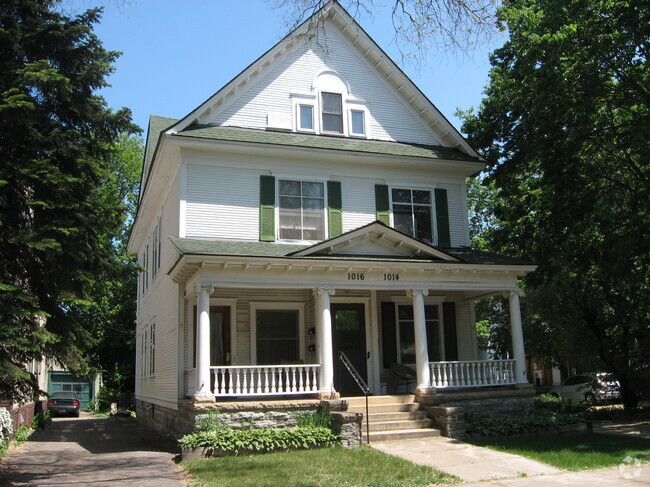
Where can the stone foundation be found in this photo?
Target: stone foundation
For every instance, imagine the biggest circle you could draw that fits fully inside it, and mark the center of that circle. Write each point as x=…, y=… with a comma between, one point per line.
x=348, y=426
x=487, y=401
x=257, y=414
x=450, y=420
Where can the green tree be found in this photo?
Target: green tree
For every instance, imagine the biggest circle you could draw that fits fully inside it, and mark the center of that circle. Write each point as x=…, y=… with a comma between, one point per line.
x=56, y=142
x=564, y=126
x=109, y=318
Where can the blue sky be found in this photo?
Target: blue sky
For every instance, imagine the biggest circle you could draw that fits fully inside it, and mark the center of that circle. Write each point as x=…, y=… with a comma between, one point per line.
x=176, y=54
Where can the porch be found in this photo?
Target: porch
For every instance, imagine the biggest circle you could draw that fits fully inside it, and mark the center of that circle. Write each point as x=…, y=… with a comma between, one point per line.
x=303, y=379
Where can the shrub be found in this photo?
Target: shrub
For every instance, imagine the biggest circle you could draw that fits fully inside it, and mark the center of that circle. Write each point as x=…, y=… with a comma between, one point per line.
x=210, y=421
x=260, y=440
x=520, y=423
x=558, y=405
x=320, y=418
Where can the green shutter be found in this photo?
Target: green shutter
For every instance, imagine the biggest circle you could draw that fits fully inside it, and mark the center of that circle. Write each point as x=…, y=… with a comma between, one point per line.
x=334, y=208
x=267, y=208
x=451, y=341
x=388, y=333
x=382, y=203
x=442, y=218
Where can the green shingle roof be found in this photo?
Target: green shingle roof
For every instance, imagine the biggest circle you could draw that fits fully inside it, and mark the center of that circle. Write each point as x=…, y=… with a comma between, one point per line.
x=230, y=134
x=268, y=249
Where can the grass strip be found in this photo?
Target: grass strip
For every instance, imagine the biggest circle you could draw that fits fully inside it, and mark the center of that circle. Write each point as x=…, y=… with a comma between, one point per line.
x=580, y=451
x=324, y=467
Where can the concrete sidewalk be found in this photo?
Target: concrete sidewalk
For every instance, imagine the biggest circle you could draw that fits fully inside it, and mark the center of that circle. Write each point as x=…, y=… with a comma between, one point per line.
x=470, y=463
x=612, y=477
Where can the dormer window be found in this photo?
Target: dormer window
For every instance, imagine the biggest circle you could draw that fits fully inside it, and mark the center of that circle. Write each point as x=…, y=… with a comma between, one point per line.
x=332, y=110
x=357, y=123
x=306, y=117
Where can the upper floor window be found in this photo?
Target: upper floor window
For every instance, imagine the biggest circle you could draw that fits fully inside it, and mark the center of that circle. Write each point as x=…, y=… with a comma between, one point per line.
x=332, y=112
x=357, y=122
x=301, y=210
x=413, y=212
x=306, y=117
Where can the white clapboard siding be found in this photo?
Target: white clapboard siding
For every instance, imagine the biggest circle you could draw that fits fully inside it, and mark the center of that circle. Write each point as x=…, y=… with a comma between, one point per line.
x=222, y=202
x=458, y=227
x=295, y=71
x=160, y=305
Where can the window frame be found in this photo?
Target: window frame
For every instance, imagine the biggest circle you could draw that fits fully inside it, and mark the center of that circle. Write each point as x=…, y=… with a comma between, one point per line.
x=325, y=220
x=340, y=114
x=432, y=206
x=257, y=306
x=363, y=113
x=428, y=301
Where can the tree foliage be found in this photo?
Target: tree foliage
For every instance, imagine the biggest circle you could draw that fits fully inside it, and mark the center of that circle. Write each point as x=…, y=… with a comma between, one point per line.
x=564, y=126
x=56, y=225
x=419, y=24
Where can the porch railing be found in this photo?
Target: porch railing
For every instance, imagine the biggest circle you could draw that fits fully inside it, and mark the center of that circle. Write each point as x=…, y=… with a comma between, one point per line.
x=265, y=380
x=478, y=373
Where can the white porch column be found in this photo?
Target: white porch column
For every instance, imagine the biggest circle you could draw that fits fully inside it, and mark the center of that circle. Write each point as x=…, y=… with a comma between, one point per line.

************

● **WHAT TO WORK ON**
Copy out the records above in full, exactly as written, but not the pictures.

● **TASK RESPONSE**
Where can the stone foundation be found in this photo?
Target: stone foundation
For every instance, imagine the biggest circle you could draw that fits fully inside it, and mark the center of that circle. Write each point as x=…, y=… with a comma between, one point per line.
x=348, y=426
x=487, y=401
x=257, y=414
x=450, y=420
Where can the green tree be found in this photo?
Target: green tree
For every instance, imagine the biggest circle you could draw that fits fully inside it, and mark the center of that circle. Write each point as x=…, y=… with a comma between, one point per line.
x=56, y=142
x=564, y=126
x=109, y=318
Where can the blue sky be found in this photo?
Target: blue sky
For every instance, imagine the biggest circle you could draw that fits fully inside it, and mark the center of that circle. Write each point as x=…, y=… with a comma between, one point per line.
x=176, y=54
Where can the porch be found in this photo?
Target: porch
For every instance, imagine the biggest circle you could draw that fits fully inside it, and mark the center of that circle. Write each point as x=…, y=… with a comma between, one point per line.
x=303, y=379
Where can the shrub be found in this photo?
Target: shrub
For every instance, imagine the biggest circle you could draw that fits fully inside it, and mark the center of that circle. Write each point as x=…, y=… with a comma between, one point per line.
x=210, y=421
x=260, y=440
x=520, y=423
x=558, y=405
x=320, y=418
Where can the green shutter be found in this photo?
Target: green shutter
For every instance, imagine the biggest circle you could draw that fits fully inside it, and mark the center of that circle. Write each point as x=…, y=… with a comma between, one point per line.
x=334, y=208
x=267, y=208
x=451, y=341
x=388, y=333
x=382, y=203
x=442, y=218
Where can the green shingle roof be found in this photo?
Target: green shingle roof
For every instance, imagine the biggest circle you could draw that fits fully inside it, and mark the center of that circle. Write each point as x=…, y=… with a comma between, one point per line.
x=230, y=134
x=268, y=249
Where can the grass strip be found in this photo?
Target: grass strip
For every instance, imagine the biggest circle you could draw that fits fully inside it, and mark the center of that circle. Write each point as x=…, y=… with a comma between, one point per line.
x=580, y=451
x=324, y=467
Where can the concrete sidewalk be found in this photo?
Target: concrete sidewalk
For every instance, imagine the biggest circle you could draw that fits fully inside it, and mark the center of that circle. Write each point as x=…, y=… with a comma between, one point per line.
x=470, y=463
x=612, y=477
Where can the dormer window be found in this photo?
Target: dormer window
For every instance, imagine the biggest circle you could draw that fits fully inside it, and mark the center of that circle. Write each point as x=…, y=… with a comma between, one point per line.
x=332, y=110
x=357, y=123
x=306, y=117
Where can the upper floor window be found in this photo?
Target: upper floor window
For every instance, imagine the biggest circle you could draw that fits fully inside it, and mark the center of that circle. Write each point as x=…, y=… with a comma between, one point per line.
x=332, y=112
x=357, y=122
x=301, y=210
x=413, y=212
x=306, y=117
Where can the white clapboard siding be found in this photo?
Target: white clapboard siding
For every instance, imagine the biggest circle you could draw that fits fully inside it, and mark the center of that circle. Write each point as x=…, y=… with a comma between, one point per line.
x=222, y=202
x=458, y=227
x=295, y=71
x=160, y=305
Where can the window frame be found in this photo?
Target: window frame
For every instance, imagine the biggest circle you could draw that fits fully inside it, and mark the center of that circle. Write each point as x=…, y=… with a comma between, one point per line.
x=325, y=220
x=340, y=114
x=432, y=206
x=257, y=306
x=363, y=113
x=428, y=301
Where can the tree foliage be found in this photo?
Target: tree foliage
For every instance, imagine the biggest circle you could draw that fits fully inside it, and mark the center of that circle. Write each point as x=…, y=… with a comma between, one point per line.
x=564, y=126
x=56, y=225
x=419, y=24
Where can the porch railing be found in this photo?
Target: porch railing
For every instance, imagine the biggest circle you could draw that fits fully inside it, and mark the center of that circle. Write each point as x=…, y=… with a comma between, one point per line.
x=265, y=380
x=478, y=373
Where can the white porch column be found in this photo?
Target: white porch column
For every instance, imagine the biggest circle you could draw that fits fully inside it, and mark the center of that circle. Write each point as x=…, y=… with a comma between, one point per line.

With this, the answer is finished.